-- START Extracted records --

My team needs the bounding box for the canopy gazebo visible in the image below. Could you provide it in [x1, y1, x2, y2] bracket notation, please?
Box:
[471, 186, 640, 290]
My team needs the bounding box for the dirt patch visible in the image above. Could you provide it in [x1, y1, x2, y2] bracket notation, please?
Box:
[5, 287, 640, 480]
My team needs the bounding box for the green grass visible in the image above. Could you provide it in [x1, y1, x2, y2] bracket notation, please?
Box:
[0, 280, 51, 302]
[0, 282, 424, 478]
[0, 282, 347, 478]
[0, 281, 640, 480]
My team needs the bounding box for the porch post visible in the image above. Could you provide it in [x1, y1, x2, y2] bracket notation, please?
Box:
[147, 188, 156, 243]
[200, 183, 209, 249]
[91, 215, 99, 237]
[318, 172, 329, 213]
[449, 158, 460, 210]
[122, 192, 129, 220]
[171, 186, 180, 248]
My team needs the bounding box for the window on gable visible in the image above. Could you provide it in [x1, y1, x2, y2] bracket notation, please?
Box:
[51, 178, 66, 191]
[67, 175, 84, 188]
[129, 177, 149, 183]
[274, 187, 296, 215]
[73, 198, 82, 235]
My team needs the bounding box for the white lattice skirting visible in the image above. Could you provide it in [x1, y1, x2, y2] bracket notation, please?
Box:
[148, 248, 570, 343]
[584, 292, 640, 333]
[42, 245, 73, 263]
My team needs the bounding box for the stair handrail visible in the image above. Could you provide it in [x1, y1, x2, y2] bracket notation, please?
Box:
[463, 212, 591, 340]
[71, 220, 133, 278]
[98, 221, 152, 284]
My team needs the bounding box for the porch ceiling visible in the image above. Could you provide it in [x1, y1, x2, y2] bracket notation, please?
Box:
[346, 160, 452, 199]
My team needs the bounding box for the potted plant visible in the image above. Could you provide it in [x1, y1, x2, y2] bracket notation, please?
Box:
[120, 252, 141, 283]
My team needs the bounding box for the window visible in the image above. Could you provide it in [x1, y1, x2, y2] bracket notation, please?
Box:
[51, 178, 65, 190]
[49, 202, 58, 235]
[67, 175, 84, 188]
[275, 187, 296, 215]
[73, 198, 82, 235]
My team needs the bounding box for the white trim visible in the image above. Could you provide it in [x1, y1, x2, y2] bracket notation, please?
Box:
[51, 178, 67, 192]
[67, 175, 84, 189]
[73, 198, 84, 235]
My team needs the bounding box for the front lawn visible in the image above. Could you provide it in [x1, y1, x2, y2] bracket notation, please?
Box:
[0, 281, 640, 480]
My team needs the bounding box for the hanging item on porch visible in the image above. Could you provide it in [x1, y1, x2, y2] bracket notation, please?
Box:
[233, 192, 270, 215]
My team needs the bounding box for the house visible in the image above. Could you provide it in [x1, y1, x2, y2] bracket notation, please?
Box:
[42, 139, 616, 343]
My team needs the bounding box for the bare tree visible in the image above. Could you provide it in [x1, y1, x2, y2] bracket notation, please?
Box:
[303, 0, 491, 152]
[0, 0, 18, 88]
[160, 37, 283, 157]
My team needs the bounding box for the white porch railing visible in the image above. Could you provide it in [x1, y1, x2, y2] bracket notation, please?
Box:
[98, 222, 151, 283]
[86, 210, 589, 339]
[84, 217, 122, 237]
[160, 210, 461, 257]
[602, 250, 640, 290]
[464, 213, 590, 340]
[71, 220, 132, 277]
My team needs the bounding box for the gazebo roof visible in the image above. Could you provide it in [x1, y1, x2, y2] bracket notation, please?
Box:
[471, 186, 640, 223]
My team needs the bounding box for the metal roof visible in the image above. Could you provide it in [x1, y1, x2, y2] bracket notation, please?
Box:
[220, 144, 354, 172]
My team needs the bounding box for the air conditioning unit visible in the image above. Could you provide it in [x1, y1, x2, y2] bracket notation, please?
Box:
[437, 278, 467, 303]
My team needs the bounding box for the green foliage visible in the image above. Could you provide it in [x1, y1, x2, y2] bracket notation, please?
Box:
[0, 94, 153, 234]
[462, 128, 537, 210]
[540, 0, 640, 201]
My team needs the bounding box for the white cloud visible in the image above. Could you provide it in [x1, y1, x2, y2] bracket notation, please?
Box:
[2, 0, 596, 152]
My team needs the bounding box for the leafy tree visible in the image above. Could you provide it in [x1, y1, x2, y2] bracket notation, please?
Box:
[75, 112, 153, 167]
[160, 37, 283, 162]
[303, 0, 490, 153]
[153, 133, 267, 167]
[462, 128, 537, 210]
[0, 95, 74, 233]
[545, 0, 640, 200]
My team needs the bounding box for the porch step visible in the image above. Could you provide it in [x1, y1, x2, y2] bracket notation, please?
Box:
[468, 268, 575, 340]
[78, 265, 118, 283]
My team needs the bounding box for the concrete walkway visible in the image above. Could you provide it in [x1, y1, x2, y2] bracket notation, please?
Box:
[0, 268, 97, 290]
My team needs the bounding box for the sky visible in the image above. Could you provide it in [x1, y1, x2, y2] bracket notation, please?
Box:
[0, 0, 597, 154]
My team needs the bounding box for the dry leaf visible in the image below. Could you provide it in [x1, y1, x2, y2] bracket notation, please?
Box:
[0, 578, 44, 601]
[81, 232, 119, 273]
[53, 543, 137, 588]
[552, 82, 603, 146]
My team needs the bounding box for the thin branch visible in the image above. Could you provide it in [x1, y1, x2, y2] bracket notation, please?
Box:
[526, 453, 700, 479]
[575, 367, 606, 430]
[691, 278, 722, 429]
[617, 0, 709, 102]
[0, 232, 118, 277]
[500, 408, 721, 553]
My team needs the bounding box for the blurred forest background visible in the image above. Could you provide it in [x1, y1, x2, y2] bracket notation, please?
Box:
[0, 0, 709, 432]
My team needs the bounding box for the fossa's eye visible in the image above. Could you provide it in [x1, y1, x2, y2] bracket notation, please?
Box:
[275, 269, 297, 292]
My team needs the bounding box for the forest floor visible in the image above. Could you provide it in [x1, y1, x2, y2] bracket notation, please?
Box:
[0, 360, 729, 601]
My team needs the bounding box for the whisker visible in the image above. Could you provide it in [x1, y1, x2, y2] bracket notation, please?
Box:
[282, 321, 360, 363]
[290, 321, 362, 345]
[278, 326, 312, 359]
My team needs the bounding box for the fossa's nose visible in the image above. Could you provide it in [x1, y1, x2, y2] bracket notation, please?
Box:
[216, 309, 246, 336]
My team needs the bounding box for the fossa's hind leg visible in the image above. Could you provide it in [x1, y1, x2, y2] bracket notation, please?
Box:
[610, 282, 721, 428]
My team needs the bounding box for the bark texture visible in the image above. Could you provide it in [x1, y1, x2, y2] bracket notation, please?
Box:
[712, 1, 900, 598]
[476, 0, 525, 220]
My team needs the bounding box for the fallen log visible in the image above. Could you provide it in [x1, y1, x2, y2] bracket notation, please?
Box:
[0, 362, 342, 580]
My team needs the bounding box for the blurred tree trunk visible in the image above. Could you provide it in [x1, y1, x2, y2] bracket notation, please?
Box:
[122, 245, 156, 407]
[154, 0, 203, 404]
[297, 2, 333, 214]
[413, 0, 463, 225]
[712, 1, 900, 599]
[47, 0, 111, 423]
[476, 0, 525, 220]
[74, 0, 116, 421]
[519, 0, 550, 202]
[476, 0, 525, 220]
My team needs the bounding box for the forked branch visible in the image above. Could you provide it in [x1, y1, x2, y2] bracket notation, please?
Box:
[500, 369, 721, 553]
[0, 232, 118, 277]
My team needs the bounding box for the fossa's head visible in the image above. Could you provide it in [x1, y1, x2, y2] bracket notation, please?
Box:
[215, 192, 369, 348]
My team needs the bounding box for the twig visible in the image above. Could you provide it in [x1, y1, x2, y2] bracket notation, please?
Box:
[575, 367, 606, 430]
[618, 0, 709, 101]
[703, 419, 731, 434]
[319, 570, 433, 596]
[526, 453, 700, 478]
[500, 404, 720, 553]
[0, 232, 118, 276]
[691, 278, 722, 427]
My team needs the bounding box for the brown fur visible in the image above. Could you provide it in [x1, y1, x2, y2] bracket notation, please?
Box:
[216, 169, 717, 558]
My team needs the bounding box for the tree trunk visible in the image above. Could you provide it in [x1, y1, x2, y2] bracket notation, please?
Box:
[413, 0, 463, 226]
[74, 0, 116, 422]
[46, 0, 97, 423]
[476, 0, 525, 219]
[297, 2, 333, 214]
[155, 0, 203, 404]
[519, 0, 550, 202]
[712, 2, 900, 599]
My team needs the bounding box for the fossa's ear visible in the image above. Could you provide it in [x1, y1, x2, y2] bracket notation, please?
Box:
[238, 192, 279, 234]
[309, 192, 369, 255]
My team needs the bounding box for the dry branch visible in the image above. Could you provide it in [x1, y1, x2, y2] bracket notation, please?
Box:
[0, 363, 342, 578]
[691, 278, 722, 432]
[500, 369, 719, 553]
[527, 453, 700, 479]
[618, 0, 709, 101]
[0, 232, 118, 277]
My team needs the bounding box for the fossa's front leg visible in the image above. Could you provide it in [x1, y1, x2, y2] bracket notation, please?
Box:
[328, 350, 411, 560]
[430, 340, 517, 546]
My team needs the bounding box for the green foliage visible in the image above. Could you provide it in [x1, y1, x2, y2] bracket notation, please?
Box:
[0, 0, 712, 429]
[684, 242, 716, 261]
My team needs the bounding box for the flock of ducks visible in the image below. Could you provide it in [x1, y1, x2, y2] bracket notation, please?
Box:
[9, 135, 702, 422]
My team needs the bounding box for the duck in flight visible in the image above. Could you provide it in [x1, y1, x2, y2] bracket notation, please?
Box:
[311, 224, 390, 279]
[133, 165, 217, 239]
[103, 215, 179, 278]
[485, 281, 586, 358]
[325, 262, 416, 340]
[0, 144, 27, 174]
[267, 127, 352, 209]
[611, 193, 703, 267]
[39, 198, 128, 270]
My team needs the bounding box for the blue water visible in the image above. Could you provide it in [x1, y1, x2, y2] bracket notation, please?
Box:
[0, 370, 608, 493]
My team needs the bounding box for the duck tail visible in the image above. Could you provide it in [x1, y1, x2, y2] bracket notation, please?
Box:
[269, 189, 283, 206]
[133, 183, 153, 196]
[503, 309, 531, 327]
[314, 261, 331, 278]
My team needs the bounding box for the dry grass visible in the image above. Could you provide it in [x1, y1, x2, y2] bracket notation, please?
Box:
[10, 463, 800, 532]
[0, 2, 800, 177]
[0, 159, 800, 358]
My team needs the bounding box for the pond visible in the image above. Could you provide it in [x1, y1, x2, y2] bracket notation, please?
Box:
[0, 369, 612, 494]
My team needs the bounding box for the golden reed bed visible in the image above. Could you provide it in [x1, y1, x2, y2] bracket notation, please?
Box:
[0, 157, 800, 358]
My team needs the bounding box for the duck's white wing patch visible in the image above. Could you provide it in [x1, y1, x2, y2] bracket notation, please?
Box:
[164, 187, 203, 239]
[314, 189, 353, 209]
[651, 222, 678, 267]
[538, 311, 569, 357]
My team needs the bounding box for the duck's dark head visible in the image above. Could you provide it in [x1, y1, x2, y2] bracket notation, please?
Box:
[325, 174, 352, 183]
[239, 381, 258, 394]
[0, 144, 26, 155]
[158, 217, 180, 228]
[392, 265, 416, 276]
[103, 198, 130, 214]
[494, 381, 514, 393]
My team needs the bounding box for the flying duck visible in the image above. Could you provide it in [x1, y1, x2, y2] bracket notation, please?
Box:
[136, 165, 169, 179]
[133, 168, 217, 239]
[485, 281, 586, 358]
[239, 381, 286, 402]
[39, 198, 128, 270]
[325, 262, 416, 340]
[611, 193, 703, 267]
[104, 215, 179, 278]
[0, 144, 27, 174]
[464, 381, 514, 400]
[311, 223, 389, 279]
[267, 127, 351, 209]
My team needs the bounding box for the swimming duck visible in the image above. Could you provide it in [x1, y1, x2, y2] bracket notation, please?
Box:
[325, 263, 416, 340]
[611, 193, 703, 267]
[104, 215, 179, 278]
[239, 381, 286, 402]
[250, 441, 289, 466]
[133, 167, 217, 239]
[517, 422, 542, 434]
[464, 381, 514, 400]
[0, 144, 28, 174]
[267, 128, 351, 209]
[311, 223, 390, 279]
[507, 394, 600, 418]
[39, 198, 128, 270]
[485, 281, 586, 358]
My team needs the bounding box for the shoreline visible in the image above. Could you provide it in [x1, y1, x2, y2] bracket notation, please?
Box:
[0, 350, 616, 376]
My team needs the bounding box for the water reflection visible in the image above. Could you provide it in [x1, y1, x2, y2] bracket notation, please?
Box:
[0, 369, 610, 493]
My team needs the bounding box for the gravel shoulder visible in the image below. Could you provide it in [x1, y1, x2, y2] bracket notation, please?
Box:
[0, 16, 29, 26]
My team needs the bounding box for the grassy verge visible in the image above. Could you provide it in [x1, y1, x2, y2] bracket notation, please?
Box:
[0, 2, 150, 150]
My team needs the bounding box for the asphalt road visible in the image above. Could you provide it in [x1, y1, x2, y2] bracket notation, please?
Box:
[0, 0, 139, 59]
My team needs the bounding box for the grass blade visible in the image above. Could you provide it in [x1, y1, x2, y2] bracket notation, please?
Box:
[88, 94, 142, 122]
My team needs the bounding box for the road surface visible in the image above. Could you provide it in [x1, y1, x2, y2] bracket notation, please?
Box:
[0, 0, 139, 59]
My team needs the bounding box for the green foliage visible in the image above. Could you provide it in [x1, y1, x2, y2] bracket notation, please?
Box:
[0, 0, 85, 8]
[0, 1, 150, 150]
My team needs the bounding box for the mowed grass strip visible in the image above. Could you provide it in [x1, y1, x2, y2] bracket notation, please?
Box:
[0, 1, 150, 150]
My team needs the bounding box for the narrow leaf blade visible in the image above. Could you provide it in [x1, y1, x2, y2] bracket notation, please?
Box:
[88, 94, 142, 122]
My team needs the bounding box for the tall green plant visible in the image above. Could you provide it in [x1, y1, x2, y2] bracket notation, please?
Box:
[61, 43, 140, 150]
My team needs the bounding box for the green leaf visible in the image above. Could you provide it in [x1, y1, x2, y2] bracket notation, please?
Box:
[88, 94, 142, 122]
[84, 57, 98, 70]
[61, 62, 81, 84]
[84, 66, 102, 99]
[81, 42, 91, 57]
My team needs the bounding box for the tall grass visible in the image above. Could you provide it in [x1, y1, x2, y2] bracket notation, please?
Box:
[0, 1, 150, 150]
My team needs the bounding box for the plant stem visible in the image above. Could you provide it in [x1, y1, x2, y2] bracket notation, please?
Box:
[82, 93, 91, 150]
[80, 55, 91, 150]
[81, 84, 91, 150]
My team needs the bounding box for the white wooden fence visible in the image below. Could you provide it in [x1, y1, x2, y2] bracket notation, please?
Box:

-- END Extracted records --

Exercise description →
Can you set out the part of the records that opens with the line containing "My team needs the bounding box for the fossa's nose" and closes with the line containing "[0, 362, 342, 580]" as a numbered list, leaving out any blank lines?

Problem solution →
1. My team needs the bounding box for the fossa's nose visible in the image above. Could you provide it in [x1, y1, x2, y2] bracket notation, please?
2. Box:
3. [216, 309, 246, 336]
4. My team needs the bounding box for the fossa's hind leg visible in the image above. Could you provide it in [x1, y1, x2, y2] bracket notation, please?
5. Box:
6. [610, 282, 721, 428]
7. My team needs the bounding box for the bark texture visible in the image above. Could you provide it in [x1, y1, x2, y2] bracket notation, please?
8. Box:
9. [712, 1, 900, 598]
10. [476, 0, 525, 220]
11. My team needs the bounding box for the fallen log visible in the image above. Could you provide it in [x1, y1, x2, y2] bracket notation, please?
12. Box:
13. [0, 362, 342, 580]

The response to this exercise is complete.